● **Task objective**
Reproduce the records starting at the line that contains "Exercise. Point out the face" and running to the last line, exactly and in full.
##############################
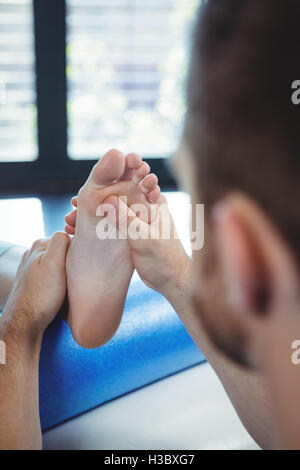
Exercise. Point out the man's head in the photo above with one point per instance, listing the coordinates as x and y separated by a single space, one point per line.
243 136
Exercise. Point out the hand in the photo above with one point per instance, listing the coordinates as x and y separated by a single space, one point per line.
161 263
40 286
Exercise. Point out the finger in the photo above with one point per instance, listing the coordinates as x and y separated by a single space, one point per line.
125 220
58 248
74 201
70 230
71 218
39 245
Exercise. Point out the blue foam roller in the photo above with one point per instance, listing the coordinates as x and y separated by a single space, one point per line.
150 344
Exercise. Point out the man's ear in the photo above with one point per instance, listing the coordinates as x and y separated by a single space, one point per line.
258 266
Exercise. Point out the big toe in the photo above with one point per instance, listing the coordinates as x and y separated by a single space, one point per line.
110 168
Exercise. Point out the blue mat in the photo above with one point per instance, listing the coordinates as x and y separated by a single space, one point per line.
150 344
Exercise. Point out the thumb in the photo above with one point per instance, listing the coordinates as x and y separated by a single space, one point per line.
58 248
126 221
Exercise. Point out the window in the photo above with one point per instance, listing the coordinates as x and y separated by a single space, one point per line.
78 77
126 64
17 82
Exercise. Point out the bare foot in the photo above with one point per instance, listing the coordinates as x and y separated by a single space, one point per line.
99 271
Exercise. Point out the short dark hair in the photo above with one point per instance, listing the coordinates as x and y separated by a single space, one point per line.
241 126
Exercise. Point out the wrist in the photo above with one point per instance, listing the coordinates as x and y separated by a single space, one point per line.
18 333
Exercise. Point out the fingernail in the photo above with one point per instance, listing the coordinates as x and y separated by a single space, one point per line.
114 201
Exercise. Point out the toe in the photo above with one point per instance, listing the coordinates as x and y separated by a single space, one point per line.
110 168
70 230
132 161
154 195
149 183
140 173
71 218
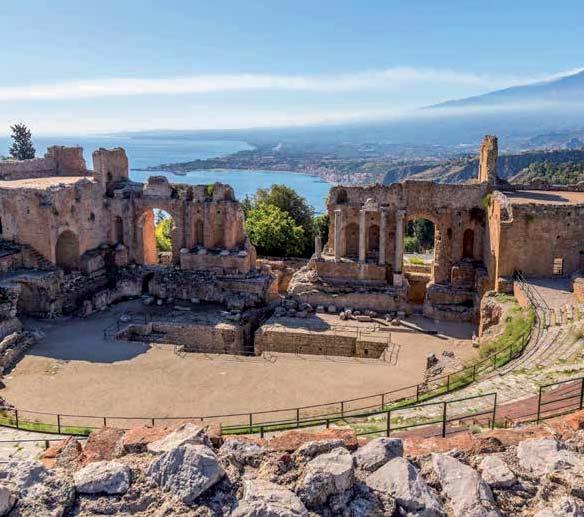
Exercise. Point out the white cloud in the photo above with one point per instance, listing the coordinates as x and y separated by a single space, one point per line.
346 82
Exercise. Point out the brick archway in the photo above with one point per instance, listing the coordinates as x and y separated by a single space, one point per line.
67 251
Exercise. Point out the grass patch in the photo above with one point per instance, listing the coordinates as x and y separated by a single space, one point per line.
518 323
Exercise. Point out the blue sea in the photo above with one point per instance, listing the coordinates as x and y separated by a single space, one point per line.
145 152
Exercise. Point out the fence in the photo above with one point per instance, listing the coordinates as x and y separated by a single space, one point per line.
280 419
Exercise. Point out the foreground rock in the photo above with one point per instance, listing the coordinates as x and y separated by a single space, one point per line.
563 507
377 453
186 471
403 482
326 475
7 500
241 453
468 494
543 456
496 472
103 477
38 491
185 434
265 499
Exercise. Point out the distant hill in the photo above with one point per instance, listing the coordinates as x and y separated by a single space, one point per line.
564 90
508 167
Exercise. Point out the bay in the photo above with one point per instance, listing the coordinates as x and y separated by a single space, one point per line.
148 152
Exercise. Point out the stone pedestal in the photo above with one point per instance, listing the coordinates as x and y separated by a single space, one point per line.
399 241
337 236
382 236
362 235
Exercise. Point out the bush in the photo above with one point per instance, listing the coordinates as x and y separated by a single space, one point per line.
274 232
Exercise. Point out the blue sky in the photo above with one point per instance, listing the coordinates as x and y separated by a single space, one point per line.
76 67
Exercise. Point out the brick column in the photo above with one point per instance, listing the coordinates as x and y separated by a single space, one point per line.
382 235
399 248
337 237
362 235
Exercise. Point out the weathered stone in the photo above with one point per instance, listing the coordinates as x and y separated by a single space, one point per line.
7 500
563 507
326 475
103 444
265 499
496 472
402 481
186 471
541 456
185 434
377 452
38 491
135 440
467 493
241 453
107 477
312 449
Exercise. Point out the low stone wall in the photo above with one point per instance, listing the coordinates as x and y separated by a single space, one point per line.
220 338
353 271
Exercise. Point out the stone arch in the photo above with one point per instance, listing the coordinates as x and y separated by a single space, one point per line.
373 238
67 251
199 233
468 244
352 240
146 227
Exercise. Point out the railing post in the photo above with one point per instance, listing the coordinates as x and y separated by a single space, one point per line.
539 405
444 419
494 411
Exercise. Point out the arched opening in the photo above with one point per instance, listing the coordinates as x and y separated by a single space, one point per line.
352 240
468 244
373 239
157 228
67 251
119 230
146 283
418 257
199 233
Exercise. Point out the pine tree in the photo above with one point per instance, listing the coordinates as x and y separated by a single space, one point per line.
21 148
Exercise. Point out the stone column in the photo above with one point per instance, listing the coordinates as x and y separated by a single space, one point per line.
362 235
382 235
337 238
318 247
399 248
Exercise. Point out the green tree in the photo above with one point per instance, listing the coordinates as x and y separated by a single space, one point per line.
21 148
288 201
273 231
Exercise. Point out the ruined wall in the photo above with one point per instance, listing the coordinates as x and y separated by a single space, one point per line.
57 161
535 235
488 160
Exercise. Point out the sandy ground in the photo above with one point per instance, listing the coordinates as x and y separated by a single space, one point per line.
75 370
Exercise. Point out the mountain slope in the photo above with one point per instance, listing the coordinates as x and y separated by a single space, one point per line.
567 89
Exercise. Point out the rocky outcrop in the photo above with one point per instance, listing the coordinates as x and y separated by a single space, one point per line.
533 471
186 471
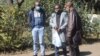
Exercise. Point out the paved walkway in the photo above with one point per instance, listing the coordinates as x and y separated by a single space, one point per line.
86 50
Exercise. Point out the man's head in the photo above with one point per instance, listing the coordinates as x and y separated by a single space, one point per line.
57 8
68 5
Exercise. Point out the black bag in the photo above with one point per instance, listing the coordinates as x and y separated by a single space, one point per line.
77 38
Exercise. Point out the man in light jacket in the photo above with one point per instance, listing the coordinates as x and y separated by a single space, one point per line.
37 23
58 22
74 29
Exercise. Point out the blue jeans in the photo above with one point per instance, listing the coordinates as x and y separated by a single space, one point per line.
63 48
38 39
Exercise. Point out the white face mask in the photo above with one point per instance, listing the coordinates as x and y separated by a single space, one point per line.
37 7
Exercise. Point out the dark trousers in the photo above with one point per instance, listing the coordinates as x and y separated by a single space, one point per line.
57 50
74 50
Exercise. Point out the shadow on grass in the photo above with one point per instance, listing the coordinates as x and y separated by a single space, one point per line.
91 40
85 53
53 54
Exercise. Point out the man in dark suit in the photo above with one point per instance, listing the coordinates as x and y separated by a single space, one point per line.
73 30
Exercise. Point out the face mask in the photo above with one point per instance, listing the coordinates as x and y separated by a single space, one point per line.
37 7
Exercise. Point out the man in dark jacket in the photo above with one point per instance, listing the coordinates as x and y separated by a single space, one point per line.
##############################
● **Response box**
Exercise. Point out the face mask in the photo above with one point per instance, listing the coordinates as x and y separated by a single space, one point per line.
37 7
Exercise. Point out the man in dark jacket in the photo above with one point per instance, listing the coordinates as x and y separated by a single space, one point per line.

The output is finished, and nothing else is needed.